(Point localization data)
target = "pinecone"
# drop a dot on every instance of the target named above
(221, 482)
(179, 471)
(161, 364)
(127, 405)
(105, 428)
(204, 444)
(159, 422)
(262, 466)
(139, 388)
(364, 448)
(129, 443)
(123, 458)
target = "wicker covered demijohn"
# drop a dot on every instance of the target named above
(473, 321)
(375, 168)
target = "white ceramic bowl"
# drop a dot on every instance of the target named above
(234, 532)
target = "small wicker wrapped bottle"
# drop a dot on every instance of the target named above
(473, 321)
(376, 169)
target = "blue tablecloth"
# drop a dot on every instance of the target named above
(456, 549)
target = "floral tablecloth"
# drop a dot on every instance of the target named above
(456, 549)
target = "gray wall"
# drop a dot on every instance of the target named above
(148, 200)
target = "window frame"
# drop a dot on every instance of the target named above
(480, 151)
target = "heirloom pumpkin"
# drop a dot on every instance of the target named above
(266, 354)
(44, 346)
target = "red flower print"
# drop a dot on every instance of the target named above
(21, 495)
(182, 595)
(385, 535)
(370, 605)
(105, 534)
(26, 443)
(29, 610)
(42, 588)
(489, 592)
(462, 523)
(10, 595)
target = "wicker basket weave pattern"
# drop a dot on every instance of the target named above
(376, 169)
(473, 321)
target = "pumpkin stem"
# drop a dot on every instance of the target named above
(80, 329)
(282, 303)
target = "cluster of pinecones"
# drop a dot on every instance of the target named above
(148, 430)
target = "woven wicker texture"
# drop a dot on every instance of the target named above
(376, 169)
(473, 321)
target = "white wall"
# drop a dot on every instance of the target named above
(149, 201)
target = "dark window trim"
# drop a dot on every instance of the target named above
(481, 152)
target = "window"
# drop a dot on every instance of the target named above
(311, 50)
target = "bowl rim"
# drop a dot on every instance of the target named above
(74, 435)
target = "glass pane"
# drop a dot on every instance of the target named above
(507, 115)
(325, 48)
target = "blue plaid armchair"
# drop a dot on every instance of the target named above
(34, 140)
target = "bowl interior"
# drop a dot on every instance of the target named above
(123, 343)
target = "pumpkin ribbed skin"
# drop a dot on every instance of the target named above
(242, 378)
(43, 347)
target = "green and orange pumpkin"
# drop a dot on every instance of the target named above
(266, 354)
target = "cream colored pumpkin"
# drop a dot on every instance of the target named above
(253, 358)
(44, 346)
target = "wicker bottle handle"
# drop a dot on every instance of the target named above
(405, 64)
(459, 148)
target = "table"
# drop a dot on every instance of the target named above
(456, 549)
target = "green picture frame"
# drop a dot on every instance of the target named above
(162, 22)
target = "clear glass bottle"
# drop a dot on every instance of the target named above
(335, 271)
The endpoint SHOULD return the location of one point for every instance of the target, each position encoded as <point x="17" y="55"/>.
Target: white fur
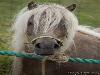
<point x="20" y="24"/>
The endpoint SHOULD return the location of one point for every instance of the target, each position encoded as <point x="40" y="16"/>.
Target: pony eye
<point x="29" y="23"/>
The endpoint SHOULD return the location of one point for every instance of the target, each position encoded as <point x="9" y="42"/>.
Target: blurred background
<point x="88" y="13"/>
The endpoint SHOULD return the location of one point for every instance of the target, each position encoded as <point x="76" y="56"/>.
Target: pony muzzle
<point x="46" y="46"/>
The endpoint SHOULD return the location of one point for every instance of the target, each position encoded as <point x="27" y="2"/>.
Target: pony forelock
<point x="54" y="14"/>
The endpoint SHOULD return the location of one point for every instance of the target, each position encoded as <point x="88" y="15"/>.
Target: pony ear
<point x="71" y="7"/>
<point x="31" y="5"/>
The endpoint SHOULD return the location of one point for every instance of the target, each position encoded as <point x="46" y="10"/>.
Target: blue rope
<point x="40" y="58"/>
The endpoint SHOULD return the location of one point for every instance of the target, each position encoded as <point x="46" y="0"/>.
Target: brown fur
<point x="86" y="47"/>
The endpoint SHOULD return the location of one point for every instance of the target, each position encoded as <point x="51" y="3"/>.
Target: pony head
<point x="45" y="29"/>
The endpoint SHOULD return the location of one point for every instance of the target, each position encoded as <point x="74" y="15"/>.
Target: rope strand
<point x="40" y="58"/>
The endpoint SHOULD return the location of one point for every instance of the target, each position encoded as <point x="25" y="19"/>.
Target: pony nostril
<point x="38" y="45"/>
<point x="56" y="46"/>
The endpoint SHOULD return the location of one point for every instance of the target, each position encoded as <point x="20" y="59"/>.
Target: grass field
<point x="88" y="13"/>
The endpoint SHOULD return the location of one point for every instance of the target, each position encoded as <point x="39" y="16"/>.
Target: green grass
<point x="88" y="13"/>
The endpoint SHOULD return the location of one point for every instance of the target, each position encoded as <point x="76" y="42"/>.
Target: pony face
<point x="49" y="28"/>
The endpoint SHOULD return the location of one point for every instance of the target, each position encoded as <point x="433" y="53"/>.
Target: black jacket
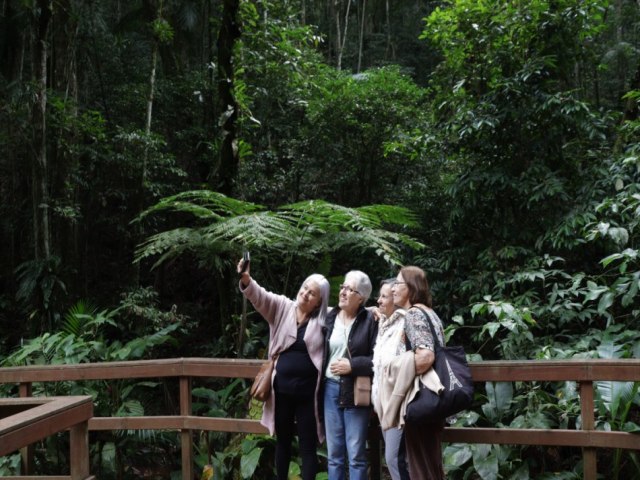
<point x="362" y="339"/>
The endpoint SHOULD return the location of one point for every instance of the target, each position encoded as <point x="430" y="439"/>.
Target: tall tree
<point x="229" y="33"/>
<point x="42" y="12"/>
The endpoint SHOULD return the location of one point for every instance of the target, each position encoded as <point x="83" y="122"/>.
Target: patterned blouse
<point x="417" y="331"/>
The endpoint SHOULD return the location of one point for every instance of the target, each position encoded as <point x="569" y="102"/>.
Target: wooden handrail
<point x="583" y="371"/>
<point x="24" y="421"/>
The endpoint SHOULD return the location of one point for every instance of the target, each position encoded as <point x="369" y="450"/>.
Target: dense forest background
<point x="145" y="144"/>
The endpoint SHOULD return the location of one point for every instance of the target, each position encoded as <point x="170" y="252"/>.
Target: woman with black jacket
<point x="350" y="338"/>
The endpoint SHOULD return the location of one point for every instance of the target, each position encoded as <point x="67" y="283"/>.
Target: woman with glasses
<point x="296" y="335"/>
<point x="350" y="338"/>
<point x="411" y="292"/>
<point x="389" y="344"/>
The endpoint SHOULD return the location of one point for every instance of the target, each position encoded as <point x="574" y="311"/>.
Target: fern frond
<point x="203" y="205"/>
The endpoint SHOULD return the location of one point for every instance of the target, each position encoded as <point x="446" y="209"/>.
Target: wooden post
<point x="589" y="463"/>
<point x="79" y="451"/>
<point x="26" y="453"/>
<point x="186" y="438"/>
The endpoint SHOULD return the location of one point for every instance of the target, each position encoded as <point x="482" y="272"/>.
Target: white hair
<point x="325" y="290"/>
<point x="362" y="281"/>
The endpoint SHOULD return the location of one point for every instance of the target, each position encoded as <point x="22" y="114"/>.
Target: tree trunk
<point x="40" y="180"/>
<point x="223" y="176"/>
<point x="342" y="41"/>
<point x="360" y="46"/>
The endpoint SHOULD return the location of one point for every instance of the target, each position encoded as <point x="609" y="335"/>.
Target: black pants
<point x="292" y="411"/>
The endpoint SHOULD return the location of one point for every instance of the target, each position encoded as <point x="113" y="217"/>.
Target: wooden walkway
<point x="584" y="372"/>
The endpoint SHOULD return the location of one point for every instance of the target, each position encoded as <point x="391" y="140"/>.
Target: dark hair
<point x="416" y="280"/>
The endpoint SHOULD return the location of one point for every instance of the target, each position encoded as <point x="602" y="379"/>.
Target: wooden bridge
<point x="29" y="419"/>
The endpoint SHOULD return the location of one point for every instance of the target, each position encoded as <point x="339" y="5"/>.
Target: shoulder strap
<point x="436" y="340"/>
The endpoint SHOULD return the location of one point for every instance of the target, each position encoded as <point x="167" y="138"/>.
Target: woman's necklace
<point x="301" y="318"/>
<point x="346" y="320"/>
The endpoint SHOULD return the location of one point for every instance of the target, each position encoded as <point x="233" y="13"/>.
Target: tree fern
<point x="223" y="226"/>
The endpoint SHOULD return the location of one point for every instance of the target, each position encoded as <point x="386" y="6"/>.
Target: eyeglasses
<point x="349" y="289"/>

• How to complete this task
Which lines above hold the word "bowl"? Copy each of them.

• Exercise result
target = "white ceramic bowl"
target = "bowl rim"
target = "bowl interior"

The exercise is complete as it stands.